*TASK DIRECTIONS*: Could you render every line of the items below as a JSON list of strings, one string per line, with blank lines and the pictures left out?

*DATA TO USE*:
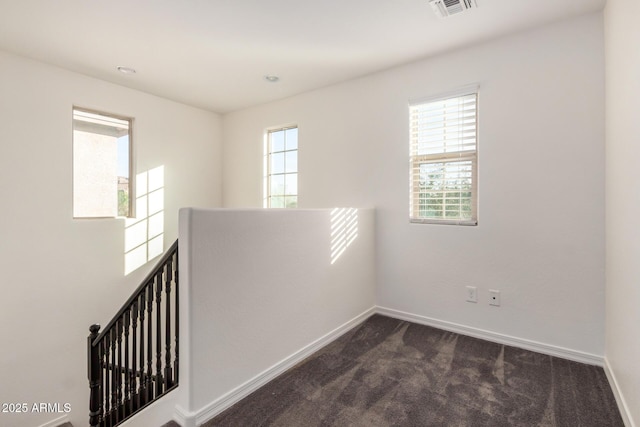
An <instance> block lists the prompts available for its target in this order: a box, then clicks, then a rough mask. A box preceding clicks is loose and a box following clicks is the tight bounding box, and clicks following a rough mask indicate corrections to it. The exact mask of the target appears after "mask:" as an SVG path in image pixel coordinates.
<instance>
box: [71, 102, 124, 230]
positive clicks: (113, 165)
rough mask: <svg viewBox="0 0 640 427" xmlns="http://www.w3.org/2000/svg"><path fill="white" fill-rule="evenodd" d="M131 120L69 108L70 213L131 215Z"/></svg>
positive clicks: (121, 215)
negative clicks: (72, 140)
mask: <svg viewBox="0 0 640 427" xmlns="http://www.w3.org/2000/svg"><path fill="white" fill-rule="evenodd" d="M131 123H132V119H129V118H124V117H117V116H113V115H107V114H103V113H97V112H94V111H90V110H83V109H79V108H74V109H73V216H74V218H114V217H129V216H133V212H132V209H131V206H132V203H131V199H132V198H133V197H130V196H133V191H132V185H133V180H132V179H130V177H131V176H132V171H131V169H132V167H131V164H132V162H131Z"/></svg>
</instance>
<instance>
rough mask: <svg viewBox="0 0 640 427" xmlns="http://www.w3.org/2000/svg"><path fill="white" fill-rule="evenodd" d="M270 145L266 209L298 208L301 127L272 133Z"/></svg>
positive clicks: (265, 206)
mask: <svg viewBox="0 0 640 427" xmlns="http://www.w3.org/2000/svg"><path fill="white" fill-rule="evenodd" d="M266 143H267V146H266V179H265V196H266V197H265V207H268V208H295V207H297V206H298V128H297V127H295V126H292V127H285V128H280V129H274V130H269V131H268V132H267V142H266Z"/></svg>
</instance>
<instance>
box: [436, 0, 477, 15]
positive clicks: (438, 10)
mask: <svg viewBox="0 0 640 427" xmlns="http://www.w3.org/2000/svg"><path fill="white" fill-rule="evenodd" d="M429 4H430V5H431V7H432V8H433V10H434V11H435V12H436V15H438V17H439V18H447V17H449V16H451V15H455V14H458V13H461V12H464V11H465V10H467V9H471V8H472V7H478V5H477V3H476V0H429Z"/></svg>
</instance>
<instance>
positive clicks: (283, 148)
mask: <svg viewBox="0 0 640 427" xmlns="http://www.w3.org/2000/svg"><path fill="white" fill-rule="evenodd" d="M269 135H271V152H272V153H275V152H278V151H284V132H282V131H277V132H271V133H269Z"/></svg>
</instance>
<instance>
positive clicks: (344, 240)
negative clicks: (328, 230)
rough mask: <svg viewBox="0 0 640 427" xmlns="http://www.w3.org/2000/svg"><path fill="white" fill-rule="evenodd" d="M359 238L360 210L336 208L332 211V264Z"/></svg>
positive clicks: (331, 259) (331, 246) (331, 261)
mask: <svg viewBox="0 0 640 427" xmlns="http://www.w3.org/2000/svg"><path fill="white" fill-rule="evenodd" d="M357 237H358V209H356V208H335V209H333V210H332V211H331V264H334V263H335V262H336V261H337V260H338V258H340V256H341V255H342V254H343V253H344V251H346V250H347V248H348V247H349V246H350V245H351V243H353V241H354V240H355V239H356V238H357Z"/></svg>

*RESPONSE TO THE TASK*:
[
  "An <instance> block lists the prompts available for its target in this order: a box, then clicks, then a rough mask. A box preceding clicks is loose and a box following clicks is the tight bounding box, and clicks following a rough mask indicate corrections to it. The exact mask of the target appears after \"mask:\" as an SVG path in image pixel coordinates.",
  "<instance>",
  "box: [71, 102, 124, 230]",
  "positive clicks: (113, 165)",
  "rough mask: <svg viewBox=\"0 0 640 427\" xmlns=\"http://www.w3.org/2000/svg\"><path fill=\"white\" fill-rule=\"evenodd\" d=\"M131 120L69 108L70 213L131 215Z\"/></svg>",
  "positive clicks: (121, 215)",
  "negative clicks: (72, 140)",
  "mask: <svg viewBox=\"0 0 640 427\" xmlns=\"http://www.w3.org/2000/svg\"><path fill=\"white\" fill-rule=\"evenodd\" d=\"M131 123H132V119H129V118H124V117H117V116H113V115H107V114H103V113H97V112H94V111H90V110H83V109H79V108H74V109H73V216H74V218H114V217H129V216H133V212H132V209H131V206H132V203H131V199H132V198H133V197H130V196H133V191H132V185H133V180H132V179H130V177H131V176H132V171H131V169H132V167H131V164H132V162H131Z\"/></svg>",
  "</instance>",
  "<instance>",
  "rough mask: <svg viewBox=\"0 0 640 427\" xmlns=\"http://www.w3.org/2000/svg\"><path fill=\"white\" fill-rule=\"evenodd\" d=\"M270 145L266 209L298 208L301 127L272 133Z\"/></svg>",
  "positive clicks: (265, 206)",
  "mask: <svg viewBox=\"0 0 640 427\" xmlns=\"http://www.w3.org/2000/svg\"><path fill=\"white\" fill-rule=\"evenodd\" d=\"M266 143H267V146H266V179H265V196H266V197H265V207H268V208H295V207H297V206H298V128H297V127H295V126H292V127H285V128H280V129H274V130H269V131H268V132H267V142H266Z\"/></svg>",
  "</instance>",
  "<instance>",
  "box: [436, 0, 477, 15]",
  "positive clicks: (438, 10)",
  "mask: <svg viewBox=\"0 0 640 427\" xmlns=\"http://www.w3.org/2000/svg\"><path fill=\"white\" fill-rule=\"evenodd\" d=\"M429 4H430V5H431V7H432V8H433V10H434V11H435V12H436V15H438V17H439V18H447V17H449V16H451V15H455V14H458V13H461V12H464V11H465V10H467V9H471V8H472V7H478V5H477V3H476V0H429Z\"/></svg>",
  "</instance>",
  "<instance>",
  "positive clicks: (283, 148)",
  "mask: <svg viewBox=\"0 0 640 427\" xmlns=\"http://www.w3.org/2000/svg\"><path fill=\"white\" fill-rule=\"evenodd\" d=\"M269 135H271V152H272V153H275V152H278V151H284V132H282V131H277V132H271V133H269Z\"/></svg>",
  "</instance>",
  "<instance>",
  "positive clicks: (344, 240)",
  "negative clicks: (328, 230)",
  "rough mask: <svg viewBox=\"0 0 640 427\" xmlns=\"http://www.w3.org/2000/svg\"><path fill=\"white\" fill-rule=\"evenodd\" d=\"M359 238L360 210L336 208L332 211V264Z\"/></svg>",
  "positive clicks: (331, 259) (331, 246) (331, 261)",
  "mask: <svg viewBox=\"0 0 640 427\" xmlns=\"http://www.w3.org/2000/svg\"><path fill=\"white\" fill-rule=\"evenodd\" d=\"M357 237H358V209H356V208H335V209H333V210H332V211H331V264H334V263H335V262H336V261H337V260H338V258H340V256H341V255H342V254H343V253H344V251H346V250H347V248H348V247H349V246H350V245H351V243H353V241H354V240H355V239H356V238H357Z\"/></svg>"
]